§ PROBLEM SET:
A) In the blog post, what does excess fluoxetine cause prawns to do?
B) Please pick up the blog post after its final sentence and carry it on in the same voice.

----- SOURCE DOCUMENT

Silence, prawns and barley

Tent caterpillar

Tent caterpillar with 3 predatory tachinid fly larvae attached.

I have been off-line for a while. In this space should have been some amusing tidbits from the Writers Union AGM which I unfortunately missed in its entirety due to what I am calling Italian influenza, since I received it from someone who brought it back with her from Rome.

I have passed the time of my recovery (and then some) picking tent caterpillars off my roses, blueberries and rhubarb. Not nearly enough of them have the tachinid fly larvae attached, but those that do seem to have two or three, which is hopeful, as the tachinids are helpful against caterpillars of many kinds, so I’m letting those afflicted eat their fill before they get the last headache of their lives.. and will be planting lots of tachinid-friendly plants like dill, parsley and Queen Anne’s Lace.

Meanwhile, BBC has been broadcasting Strands on its Book of the Week (sigh.. I remember when CBC used to have such offerings) by poet Jean Sprackland. In the second installment, she discusses the effects of anti-depressants on prawns. The excess fluoxetine excreted by Prozac users ends up in the ocean. It affects prawns by causing them to throw caution to the winds and swim towards the light… whereupon they become easy pickings for predators. This chemical also affects reproduction in mussels and has been found in fish near Montreal. Who knows, after that, how the fluoxetine travels through the food chain.

----------
----- DATA SUPPLIED

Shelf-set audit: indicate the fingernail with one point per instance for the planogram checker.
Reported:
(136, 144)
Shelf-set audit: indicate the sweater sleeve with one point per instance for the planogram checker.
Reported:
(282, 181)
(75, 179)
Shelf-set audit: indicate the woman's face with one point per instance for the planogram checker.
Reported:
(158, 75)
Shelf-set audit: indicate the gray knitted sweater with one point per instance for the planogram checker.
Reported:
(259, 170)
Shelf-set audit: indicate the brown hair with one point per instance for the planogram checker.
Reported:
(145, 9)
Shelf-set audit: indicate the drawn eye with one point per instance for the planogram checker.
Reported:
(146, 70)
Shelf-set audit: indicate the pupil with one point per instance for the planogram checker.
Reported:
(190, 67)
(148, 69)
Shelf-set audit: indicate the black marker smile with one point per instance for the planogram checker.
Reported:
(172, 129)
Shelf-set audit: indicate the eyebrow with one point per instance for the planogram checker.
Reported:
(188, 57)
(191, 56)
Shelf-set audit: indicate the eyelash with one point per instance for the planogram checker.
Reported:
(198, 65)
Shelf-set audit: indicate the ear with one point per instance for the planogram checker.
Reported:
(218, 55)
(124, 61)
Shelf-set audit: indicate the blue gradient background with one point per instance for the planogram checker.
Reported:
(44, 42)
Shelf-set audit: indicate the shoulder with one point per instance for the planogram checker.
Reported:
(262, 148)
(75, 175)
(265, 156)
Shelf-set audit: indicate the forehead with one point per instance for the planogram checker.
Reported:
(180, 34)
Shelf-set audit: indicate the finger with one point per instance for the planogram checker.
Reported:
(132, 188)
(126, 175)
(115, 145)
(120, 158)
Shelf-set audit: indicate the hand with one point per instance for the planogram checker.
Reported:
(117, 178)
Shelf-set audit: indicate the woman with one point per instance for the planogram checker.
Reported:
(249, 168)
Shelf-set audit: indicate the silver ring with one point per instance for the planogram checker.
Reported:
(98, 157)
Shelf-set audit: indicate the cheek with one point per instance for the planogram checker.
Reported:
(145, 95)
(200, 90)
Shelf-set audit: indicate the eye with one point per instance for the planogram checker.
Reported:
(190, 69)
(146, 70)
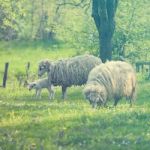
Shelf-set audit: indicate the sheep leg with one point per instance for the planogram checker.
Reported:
(39, 94)
(36, 94)
(116, 101)
(51, 93)
(64, 89)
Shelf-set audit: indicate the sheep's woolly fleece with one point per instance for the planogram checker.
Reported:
(71, 71)
(113, 80)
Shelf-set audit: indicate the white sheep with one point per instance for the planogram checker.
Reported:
(39, 85)
(113, 80)
(68, 72)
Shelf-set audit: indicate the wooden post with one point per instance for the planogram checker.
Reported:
(149, 72)
(27, 70)
(5, 74)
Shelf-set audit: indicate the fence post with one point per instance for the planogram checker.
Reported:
(27, 70)
(5, 74)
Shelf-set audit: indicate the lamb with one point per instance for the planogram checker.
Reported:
(112, 80)
(68, 72)
(39, 85)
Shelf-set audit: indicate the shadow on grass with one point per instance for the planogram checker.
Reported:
(82, 129)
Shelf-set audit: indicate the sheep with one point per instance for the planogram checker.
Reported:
(68, 72)
(39, 85)
(112, 80)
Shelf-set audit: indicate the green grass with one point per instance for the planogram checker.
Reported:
(27, 123)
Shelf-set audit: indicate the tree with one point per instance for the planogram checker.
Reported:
(103, 13)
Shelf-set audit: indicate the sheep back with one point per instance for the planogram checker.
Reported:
(72, 71)
(115, 79)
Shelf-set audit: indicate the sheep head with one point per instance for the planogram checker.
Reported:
(96, 95)
(32, 86)
(43, 67)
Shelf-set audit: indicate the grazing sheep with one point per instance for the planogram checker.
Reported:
(68, 72)
(112, 80)
(39, 85)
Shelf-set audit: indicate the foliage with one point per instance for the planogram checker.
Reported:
(27, 123)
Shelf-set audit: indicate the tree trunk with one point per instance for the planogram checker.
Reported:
(103, 12)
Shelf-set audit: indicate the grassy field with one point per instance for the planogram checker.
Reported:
(30, 124)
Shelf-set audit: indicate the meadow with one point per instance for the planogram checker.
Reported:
(30, 124)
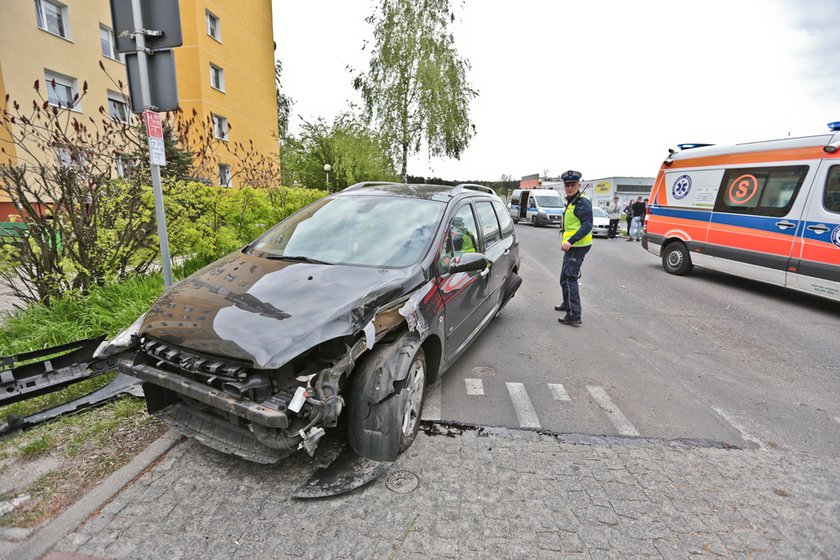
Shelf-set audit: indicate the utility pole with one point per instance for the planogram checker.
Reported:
(151, 79)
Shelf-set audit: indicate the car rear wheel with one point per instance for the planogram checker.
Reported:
(676, 259)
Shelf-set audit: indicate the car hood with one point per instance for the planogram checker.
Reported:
(267, 312)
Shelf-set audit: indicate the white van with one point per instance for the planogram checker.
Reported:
(540, 207)
(769, 211)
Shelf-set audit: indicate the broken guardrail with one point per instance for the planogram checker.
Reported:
(24, 376)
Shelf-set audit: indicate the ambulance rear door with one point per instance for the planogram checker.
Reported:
(757, 218)
(815, 263)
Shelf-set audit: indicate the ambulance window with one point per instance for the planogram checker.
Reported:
(763, 191)
(832, 190)
(504, 218)
(489, 223)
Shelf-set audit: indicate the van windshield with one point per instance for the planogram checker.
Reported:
(549, 201)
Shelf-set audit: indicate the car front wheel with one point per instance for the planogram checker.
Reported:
(414, 384)
(386, 399)
(676, 259)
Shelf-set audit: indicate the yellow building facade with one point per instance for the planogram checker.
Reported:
(225, 68)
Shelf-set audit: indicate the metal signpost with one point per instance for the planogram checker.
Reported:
(150, 65)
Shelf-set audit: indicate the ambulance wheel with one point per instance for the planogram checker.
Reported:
(675, 259)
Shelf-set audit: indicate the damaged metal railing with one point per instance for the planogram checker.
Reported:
(30, 374)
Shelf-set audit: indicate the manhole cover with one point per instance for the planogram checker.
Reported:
(402, 482)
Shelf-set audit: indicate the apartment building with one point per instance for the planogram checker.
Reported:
(225, 68)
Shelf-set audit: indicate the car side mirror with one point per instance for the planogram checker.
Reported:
(469, 262)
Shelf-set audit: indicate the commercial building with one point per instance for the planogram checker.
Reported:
(225, 68)
(602, 191)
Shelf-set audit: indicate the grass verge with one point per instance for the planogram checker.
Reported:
(87, 446)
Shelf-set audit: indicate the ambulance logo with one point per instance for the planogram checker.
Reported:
(682, 186)
(835, 236)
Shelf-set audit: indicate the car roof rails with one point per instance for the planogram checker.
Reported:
(368, 184)
(475, 187)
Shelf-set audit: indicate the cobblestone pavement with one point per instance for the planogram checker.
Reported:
(520, 495)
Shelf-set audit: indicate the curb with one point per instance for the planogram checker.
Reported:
(43, 539)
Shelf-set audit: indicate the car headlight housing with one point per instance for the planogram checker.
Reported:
(123, 341)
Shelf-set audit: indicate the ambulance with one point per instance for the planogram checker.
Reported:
(769, 211)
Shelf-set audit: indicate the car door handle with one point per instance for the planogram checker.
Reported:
(819, 228)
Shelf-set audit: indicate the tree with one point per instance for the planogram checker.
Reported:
(416, 88)
(354, 153)
(80, 228)
(284, 104)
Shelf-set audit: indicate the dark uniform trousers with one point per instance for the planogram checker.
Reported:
(572, 261)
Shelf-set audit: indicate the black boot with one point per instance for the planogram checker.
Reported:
(569, 320)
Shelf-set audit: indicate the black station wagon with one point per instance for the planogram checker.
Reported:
(352, 305)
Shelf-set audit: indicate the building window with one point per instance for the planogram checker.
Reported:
(61, 90)
(109, 45)
(214, 27)
(117, 107)
(52, 17)
(124, 164)
(220, 127)
(224, 175)
(217, 77)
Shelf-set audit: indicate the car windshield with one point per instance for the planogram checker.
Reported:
(376, 231)
(549, 201)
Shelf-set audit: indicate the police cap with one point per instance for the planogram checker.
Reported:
(571, 176)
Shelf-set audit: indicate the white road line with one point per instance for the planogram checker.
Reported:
(522, 405)
(735, 424)
(474, 386)
(621, 423)
(431, 403)
(558, 392)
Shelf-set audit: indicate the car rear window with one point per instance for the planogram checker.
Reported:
(489, 224)
(504, 218)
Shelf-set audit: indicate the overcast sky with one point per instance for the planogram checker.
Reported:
(603, 86)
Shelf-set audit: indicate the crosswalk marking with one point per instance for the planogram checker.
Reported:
(522, 405)
(558, 392)
(621, 423)
(474, 386)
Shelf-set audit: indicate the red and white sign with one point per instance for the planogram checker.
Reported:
(154, 130)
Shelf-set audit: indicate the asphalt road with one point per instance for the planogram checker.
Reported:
(701, 356)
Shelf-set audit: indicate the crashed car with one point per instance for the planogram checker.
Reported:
(352, 306)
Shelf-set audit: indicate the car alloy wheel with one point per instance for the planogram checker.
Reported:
(414, 384)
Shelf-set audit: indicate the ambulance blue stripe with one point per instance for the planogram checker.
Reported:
(814, 236)
(761, 223)
(686, 214)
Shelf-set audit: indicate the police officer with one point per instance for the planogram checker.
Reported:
(577, 240)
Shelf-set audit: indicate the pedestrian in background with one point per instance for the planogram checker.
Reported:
(638, 218)
(628, 214)
(614, 213)
(577, 240)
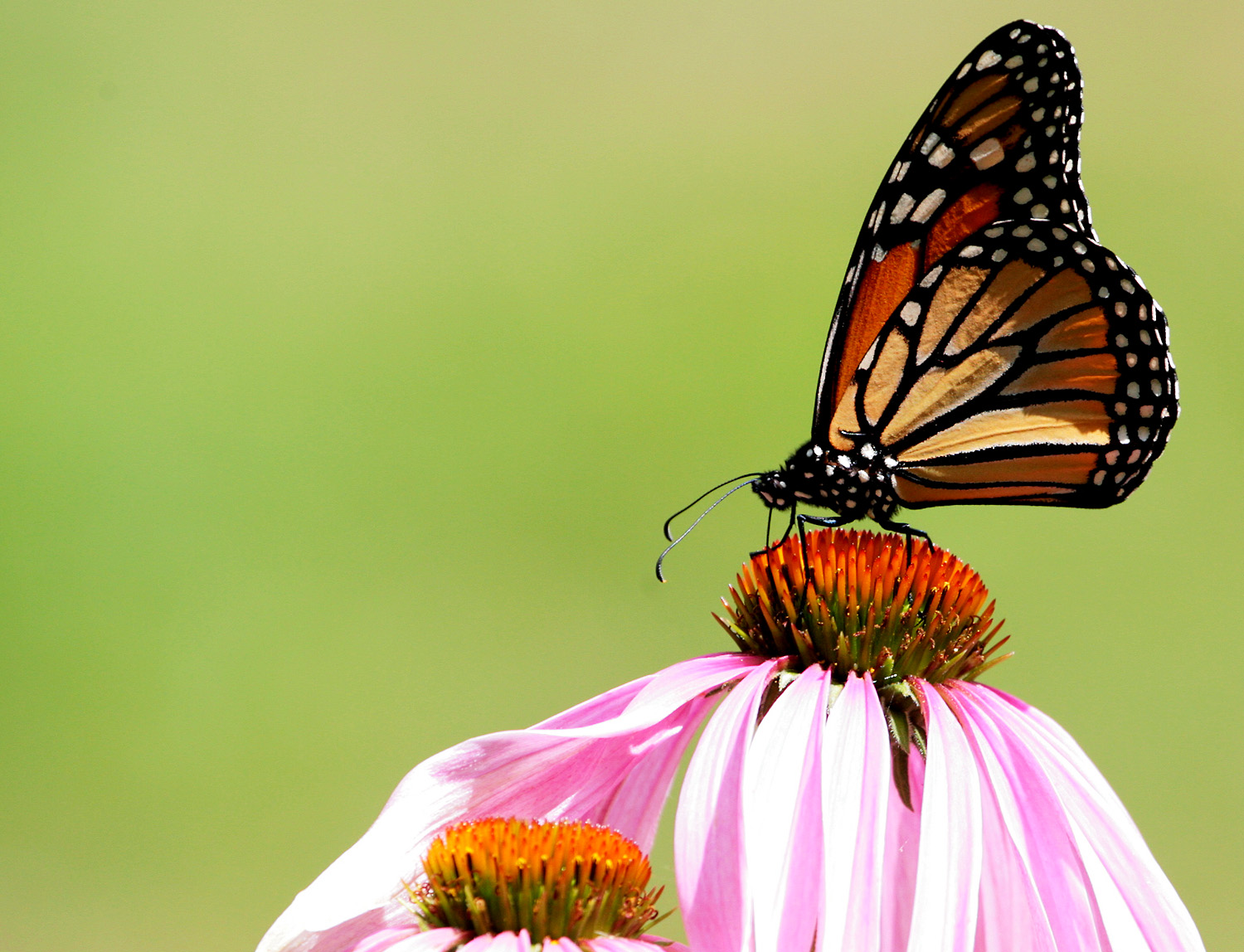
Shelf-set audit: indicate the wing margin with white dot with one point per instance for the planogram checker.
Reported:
(1030, 366)
(999, 139)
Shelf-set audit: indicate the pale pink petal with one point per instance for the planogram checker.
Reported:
(480, 944)
(902, 857)
(948, 877)
(781, 815)
(708, 828)
(1136, 900)
(1012, 917)
(435, 940)
(649, 944)
(387, 939)
(1035, 823)
(576, 765)
(855, 795)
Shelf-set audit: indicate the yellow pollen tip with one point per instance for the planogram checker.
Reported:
(560, 879)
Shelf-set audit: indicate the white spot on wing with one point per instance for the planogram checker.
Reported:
(987, 153)
(902, 206)
(928, 206)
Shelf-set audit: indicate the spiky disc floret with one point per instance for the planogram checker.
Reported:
(866, 606)
(572, 880)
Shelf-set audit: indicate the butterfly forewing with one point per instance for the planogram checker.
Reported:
(1029, 366)
(999, 141)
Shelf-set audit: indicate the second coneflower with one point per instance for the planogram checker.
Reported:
(855, 789)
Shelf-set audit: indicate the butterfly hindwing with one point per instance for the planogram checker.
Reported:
(1029, 366)
(1000, 139)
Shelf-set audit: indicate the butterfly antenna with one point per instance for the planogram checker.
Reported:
(666, 528)
(724, 497)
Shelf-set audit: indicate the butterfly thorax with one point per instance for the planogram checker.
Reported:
(855, 484)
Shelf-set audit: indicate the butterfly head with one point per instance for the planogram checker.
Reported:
(805, 477)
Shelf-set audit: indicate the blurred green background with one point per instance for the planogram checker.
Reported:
(353, 353)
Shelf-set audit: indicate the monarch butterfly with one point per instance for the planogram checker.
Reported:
(984, 347)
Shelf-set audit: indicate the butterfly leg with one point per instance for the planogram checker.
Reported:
(829, 522)
(908, 532)
(781, 542)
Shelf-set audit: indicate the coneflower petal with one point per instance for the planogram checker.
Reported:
(1139, 904)
(1035, 823)
(948, 879)
(1012, 915)
(580, 765)
(410, 940)
(708, 828)
(855, 795)
(781, 815)
(902, 857)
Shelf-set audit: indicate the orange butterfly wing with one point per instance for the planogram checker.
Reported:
(1030, 366)
(1000, 139)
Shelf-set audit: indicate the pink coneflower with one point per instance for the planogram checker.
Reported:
(853, 790)
(507, 885)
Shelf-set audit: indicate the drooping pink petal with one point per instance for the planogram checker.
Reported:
(480, 944)
(708, 829)
(902, 857)
(1035, 824)
(647, 944)
(948, 877)
(411, 940)
(576, 765)
(781, 815)
(1012, 916)
(1136, 901)
(855, 790)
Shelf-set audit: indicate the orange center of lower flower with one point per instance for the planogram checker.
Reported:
(866, 604)
(572, 880)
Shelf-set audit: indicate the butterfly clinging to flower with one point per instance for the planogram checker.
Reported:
(985, 347)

----------

§ RESULTS:
A) It makes them throw caution to the winds and swim toward the light, where they become easy pickings for predators.

B)
Add this to what we already know – the effects on fish of excreted birth control pill hormones, the drugs that we’re obliged to ingest through drinking water and produce grown in fields fertilized with sewage sludge – and to all we don’t yet know about the effects on other organisms.

In this anthropocentric world, we have invented a reality in which curing human ailments trumps any effect on other living beings. There are no legal checks on pharmaceutical companies to prove their products will not harm other species, or even humans who find them in their drinking water or vegetables down the line. Surely it’s long past time big  pharma should be required to prove its products will not harm the rest of our ecosystem?

I have become a barley bore while plodding away these past few weeks on an article that will appear in a future issue of Small Farm Canada. I had a lot of great information I couldn’t include so here are some of my overflow facts that prove barley is the best thing ever:

  • Our oldest grain, barley has been cultivated for around 10,000 years: it was found in Egyptian tombs and has a long and varied history, as a grain, a flour and a beer starter among others.
  • It’s the grain highest in beta glucan, a soluble fibre which slows digestion of glucose, making it helpful for diabetics, and is getting attention for potential in fighting obesity and heart disease.
  • In Nepal and Tibet tsampa (sampa) is a staple:  toasted barley flour that is mixed with yak butter to make a nutritious (B vitamins, minerals and of course that all important beta glucan) bread or cake called pa. (A disheartening news item in the Nepali Times reports that tsampa is losing ground to instant noodles which are nutritionally bankrupt. The result of course is an increasingly malnourished population.)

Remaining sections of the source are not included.